Saved entries:
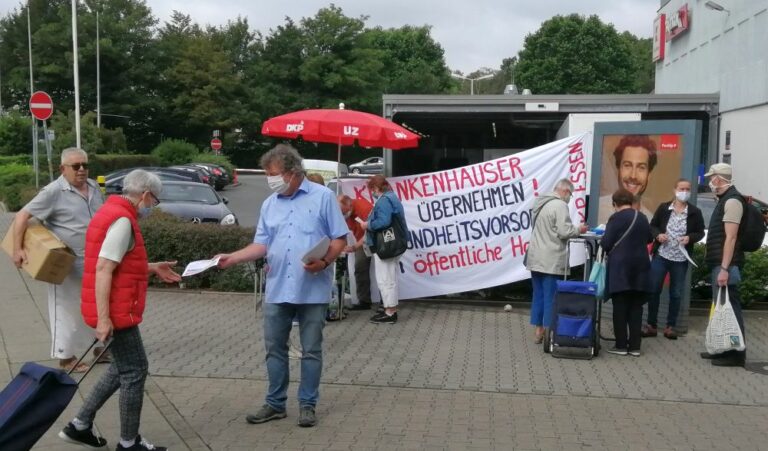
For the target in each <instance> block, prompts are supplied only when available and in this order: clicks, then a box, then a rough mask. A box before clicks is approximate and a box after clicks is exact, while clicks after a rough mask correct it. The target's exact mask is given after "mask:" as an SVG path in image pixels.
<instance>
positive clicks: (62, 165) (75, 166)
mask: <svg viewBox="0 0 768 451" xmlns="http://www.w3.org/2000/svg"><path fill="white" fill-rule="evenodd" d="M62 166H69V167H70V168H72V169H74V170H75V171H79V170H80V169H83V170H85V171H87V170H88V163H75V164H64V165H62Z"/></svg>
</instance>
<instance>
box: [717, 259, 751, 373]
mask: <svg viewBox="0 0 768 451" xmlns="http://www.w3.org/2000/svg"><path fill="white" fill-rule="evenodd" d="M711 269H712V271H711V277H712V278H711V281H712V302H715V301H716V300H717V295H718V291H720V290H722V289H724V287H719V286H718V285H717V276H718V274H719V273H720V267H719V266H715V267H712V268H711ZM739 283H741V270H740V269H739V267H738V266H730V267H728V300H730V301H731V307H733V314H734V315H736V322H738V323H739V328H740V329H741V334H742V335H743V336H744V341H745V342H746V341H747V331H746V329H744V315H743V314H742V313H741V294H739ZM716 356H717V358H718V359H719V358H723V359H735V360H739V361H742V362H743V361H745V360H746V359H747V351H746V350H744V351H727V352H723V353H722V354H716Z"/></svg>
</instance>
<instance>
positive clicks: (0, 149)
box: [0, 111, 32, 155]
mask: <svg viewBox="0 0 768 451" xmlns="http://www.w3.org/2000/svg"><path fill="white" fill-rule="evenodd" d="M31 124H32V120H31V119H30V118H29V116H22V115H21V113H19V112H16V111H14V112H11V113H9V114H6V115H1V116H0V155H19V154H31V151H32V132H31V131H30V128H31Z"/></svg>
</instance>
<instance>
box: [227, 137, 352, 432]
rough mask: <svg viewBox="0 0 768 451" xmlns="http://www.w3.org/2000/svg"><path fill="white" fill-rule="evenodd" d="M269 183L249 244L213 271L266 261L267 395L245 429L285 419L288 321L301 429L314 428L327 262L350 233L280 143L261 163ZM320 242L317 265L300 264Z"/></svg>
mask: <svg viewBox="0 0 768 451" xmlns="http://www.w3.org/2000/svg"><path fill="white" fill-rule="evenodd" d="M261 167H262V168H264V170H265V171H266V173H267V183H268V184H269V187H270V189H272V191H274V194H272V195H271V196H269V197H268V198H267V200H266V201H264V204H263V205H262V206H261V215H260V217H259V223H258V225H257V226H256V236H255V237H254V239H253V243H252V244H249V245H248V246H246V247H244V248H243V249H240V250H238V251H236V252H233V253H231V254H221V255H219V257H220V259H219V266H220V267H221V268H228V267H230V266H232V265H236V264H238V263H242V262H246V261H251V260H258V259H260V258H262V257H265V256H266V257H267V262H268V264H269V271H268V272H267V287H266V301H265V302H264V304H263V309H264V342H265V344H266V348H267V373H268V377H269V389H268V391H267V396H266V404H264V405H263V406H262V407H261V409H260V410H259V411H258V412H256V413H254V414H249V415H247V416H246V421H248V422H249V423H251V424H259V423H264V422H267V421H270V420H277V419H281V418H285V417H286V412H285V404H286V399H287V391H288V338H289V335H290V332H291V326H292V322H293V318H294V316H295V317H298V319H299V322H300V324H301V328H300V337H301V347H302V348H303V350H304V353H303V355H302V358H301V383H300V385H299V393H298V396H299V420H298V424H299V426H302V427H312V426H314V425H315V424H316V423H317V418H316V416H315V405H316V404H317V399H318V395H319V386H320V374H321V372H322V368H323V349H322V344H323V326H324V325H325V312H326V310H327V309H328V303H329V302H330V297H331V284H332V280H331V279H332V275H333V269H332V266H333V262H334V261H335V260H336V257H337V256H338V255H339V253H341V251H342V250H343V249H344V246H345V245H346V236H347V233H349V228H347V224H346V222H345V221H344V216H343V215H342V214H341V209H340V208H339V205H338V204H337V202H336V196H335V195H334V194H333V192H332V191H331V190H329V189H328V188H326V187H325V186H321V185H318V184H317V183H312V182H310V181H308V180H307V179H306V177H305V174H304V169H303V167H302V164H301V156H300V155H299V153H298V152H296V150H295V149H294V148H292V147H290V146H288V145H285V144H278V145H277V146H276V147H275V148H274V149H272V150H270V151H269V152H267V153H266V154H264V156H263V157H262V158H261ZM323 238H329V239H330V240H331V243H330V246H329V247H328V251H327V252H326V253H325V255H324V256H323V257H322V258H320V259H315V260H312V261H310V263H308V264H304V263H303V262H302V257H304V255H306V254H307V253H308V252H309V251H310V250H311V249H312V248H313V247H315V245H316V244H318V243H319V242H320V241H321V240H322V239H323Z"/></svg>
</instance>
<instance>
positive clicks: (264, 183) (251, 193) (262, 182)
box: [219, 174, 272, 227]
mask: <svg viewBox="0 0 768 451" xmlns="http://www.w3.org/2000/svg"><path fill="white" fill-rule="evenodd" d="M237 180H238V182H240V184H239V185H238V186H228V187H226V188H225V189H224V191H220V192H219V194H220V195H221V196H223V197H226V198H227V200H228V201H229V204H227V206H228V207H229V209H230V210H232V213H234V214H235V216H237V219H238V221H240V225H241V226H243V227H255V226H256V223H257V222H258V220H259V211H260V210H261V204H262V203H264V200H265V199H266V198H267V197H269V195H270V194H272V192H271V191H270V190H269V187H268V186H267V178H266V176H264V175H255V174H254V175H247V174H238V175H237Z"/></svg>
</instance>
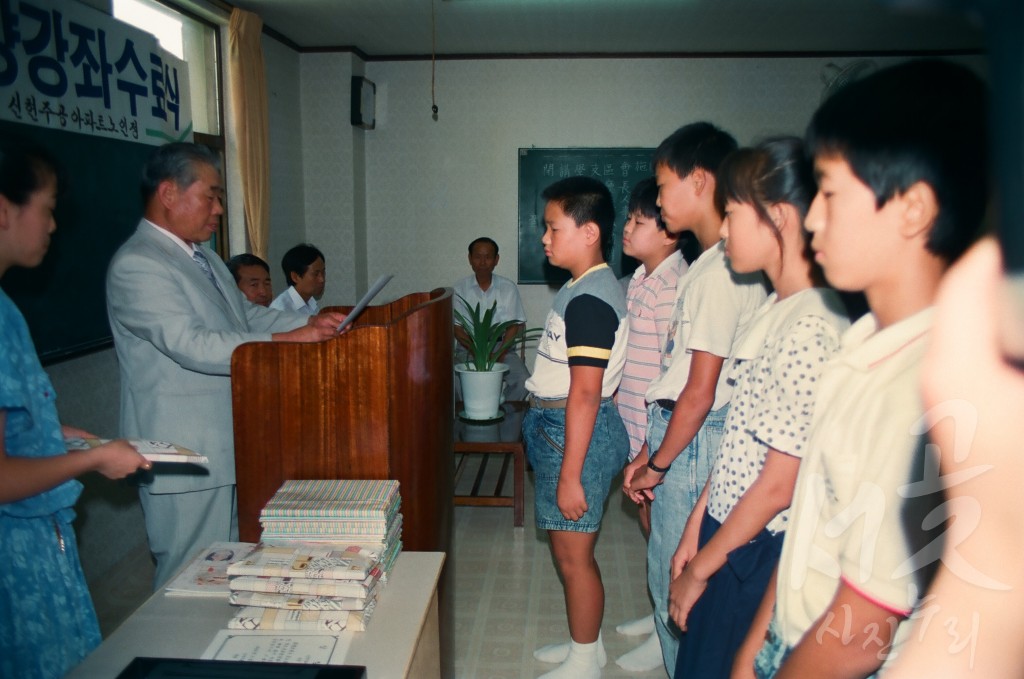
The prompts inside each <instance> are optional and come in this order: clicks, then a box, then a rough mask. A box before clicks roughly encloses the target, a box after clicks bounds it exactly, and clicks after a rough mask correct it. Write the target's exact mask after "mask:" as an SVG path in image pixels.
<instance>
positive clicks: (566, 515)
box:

What is expected:
Can you put every line of the items above into a numbered list, skipping blank lines and leaving the pictures out?

Output:
1. For the target in each <instance> block, prompts are supplied only when available and in this order: clicks, then a box, then a rough mask. A box before clicks is approximate and a box after clicks is exact, while clicks after a rough mask correct it. The target's exact mask is given after "mask:" as an SVG path in image pixels.
2. <instance>
3. positive clicks: (62, 165) (75, 166)
4. mask: <svg viewBox="0 0 768 451" xmlns="http://www.w3.org/2000/svg"><path fill="white" fill-rule="evenodd" d="M62 166H69V167H70V168H72V169H74V170H75V171H79V170H80V169H83V170H85V171H87V170H88V163H75V164H64V165H62Z"/></svg>
5. </instance>
6. <instance>
7. box: [717, 259, 751, 373]
8. mask: <svg viewBox="0 0 768 451" xmlns="http://www.w3.org/2000/svg"><path fill="white" fill-rule="evenodd" d="M711 269H712V271H711V277H712V278H711V281H712V302H715V301H716V300H717V295H718V291H720V290H722V289H724V287H719V286H718V285H717V276H718V274H719V273H720V267H719V266H715V267H712V268H711ZM739 283H741V270H740V269H739V267H738V266H730V267H728V300H730V301H731V307H733V314H734V315H736V322H738V323H739V328H740V329H741V334H742V335H743V336H744V341H745V342H746V341H747V331H746V329H744V315H743V314H742V313H741V294H739ZM716 356H717V358H718V359H719V358H723V359H735V360H739V361H742V362H743V361H745V360H746V359H747V351H746V350H744V351H727V352H723V353H722V354H716Z"/></svg>
9. </instance>
10. <instance>
11. positive clicks: (0, 149)
12. box: [0, 111, 32, 155]
13. mask: <svg viewBox="0 0 768 451" xmlns="http://www.w3.org/2000/svg"><path fill="white" fill-rule="evenodd" d="M31 124H32V120H31V119H30V118H29V116H22V115H21V113H19V112H16V111H14V112H11V113H9V114H6V115H1V116H0V155H19V154H31V151H32V132H31V131H30V128H31Z"/></svg>
14. </instance>
15. <instance>
16. box: [227, 137, 352, 432]
17. rough mask: <svg viewBox="0 0 768 451" xmlns="http://www.w3.org/2000/svg"><path fill="white" fill-rule="evenodd" d="M269 183L249 244L213 271L266 261L267 395L245 429L285 419L288 321L301 429L314 428L327 262L350 233L280 143L261 163ZM320 242L317 265L300 264Z"/></svg>
18. mask: <svg viewBox="0 0 768 451" xmlns="http://www.w3.org/2000/svg"><path fill="white" fill-rule="evenodd" d="M261 167H262V168H264V170H265V171H266V173H267V183H268V184H269V187H270V189H272V191H274V194H272V195H271V196H269V197H268V198H267V200H266V201H264V204H263V205H262V206H261V215H260V217H259V223H258V225H257V226H256V236H255V237H254V239H253V243H252V244H249V245H248V246H246V247H244V248H243V249H240V250H238V251H236V252H233V253H231V254H221V255H219V257H220V259H219V266H220V267H221V268H228V267H230V266H232V265H236V264H238V263H242V262H246V261H251V260H258V259H260V258H262V257H265V256H266V257H267V262H268V264H269V271H268V272H267V287H266V301H265V302H264V304H263V309H264V342H265V344H266V348H267V373H268V377H269V389H268V391H267V396H266V404H264V405H263V406H262V407H261V409H260V410H259V411H258V412H256V413H254V414H249V415H247V416H246V421H248V422H249V423H251V424H259V423H264V422H267V421H270V420H277V419H281V418H285V417H286V412H285V404H286V399H287V391H288V338H289V335H290V332H291V326H292V322H293V318H294V316H295V317H298V319H299V322H300V324H301V328H300V337H301V347H302V348H303V350H304V353H303V355H302V358H301V383H300V385H299V393H298V396H299V420H298V424H299V426H302V427H312V426H314V425H315V424H316V423H317V418H316V416H315V405H316V404H317V399H318V395H319V386H320V374H321V372H322V368H323V349H322V344H323V326H324V325H325V312H326V310H327V309H328V303H329V302H330V297H331V284H332V280H331V279H332V275H333V269H332V266H333V262H334V261H335V260H336V257H337V256H338V255H339V253H341V251H342V250H343V249H344V246H345V245H346V236H347V233H349V228H347V224H346V222H345V221H344V216H343V215H342V214H341V209H340V208H339V205H338V204H337V202H336V196H335V195H334V194H333V192H332V191H331V190H329V189H328V188H326V187H325V186H321V185H318V184H317V183H312V182H310V181H308V180H307V179H306V177H305V174H304V169H303V167H302V164H301V156H300V155H299V153H298V152H296V150H295V149H294V148H292V147H290V146H288V145H285V144H278V145H277V146H276V147H275V148H274V149H272V150H270V151H269V152H267V153H266V154H264V156H263V157H262V158H261ZM323 238H329V239H330V240H331V243H330V246H329V247H328V251H327V252H326V253H325V255H324V256H323V257H322V258H320V259H315V260H312V261H310V263H308V264H304V263H303V262H302V257H304V255H306V254H307V253H308V252H309V251H310V250H311V249H312V248H313V247H315V245H316V244H318V243H319V242H320V241H321V240H322V239H323Z"/></svg>
19. </instance>
20. <instance>
21. positive clicks: (264, 183) (251, 193) (262, 182)
22. box: [219, 174, 272, 227]
23. mask: <svg viewBox="0 0 768 451" xmlns="http://www.w3.org/2000/svg"><path fill="white" fill-rule="evenodd" d="M237 180H238V182H240V184H239V185H238V186H228V187H226V188H225V189H224V191H220V192H219V194H220V195H221V196H223V197H226V198H227V200H228V201H229V204H227V206H228V207H229V209H230V210H232V213H234V214H235V216H237V219H238V221H240V225H241V226H243V227H255V226H256V223H257V222H258V220H259V211H260V210H261V204H262V203H264V200H265V199H266V198H267V197H269V195H270V194H272V192H271V191H270V190H269V187H268V186H267V178H266V176H264V175H255V174H254V175H247V174H238V175H237Z"/></svg>
24. </instance>
25. The prompts inside each <instance> are optional and come in this order: clicks, then a box, then a rough mask. A box before clicks roughly encloses the target, a box after clicks bounds it exactly, and clicks after a rough mask correct it. Write the target's exact mask after "mask:" as an SVG path in image pixels.
26. <instance>
27. positive clicks: (566, 515)
28. box:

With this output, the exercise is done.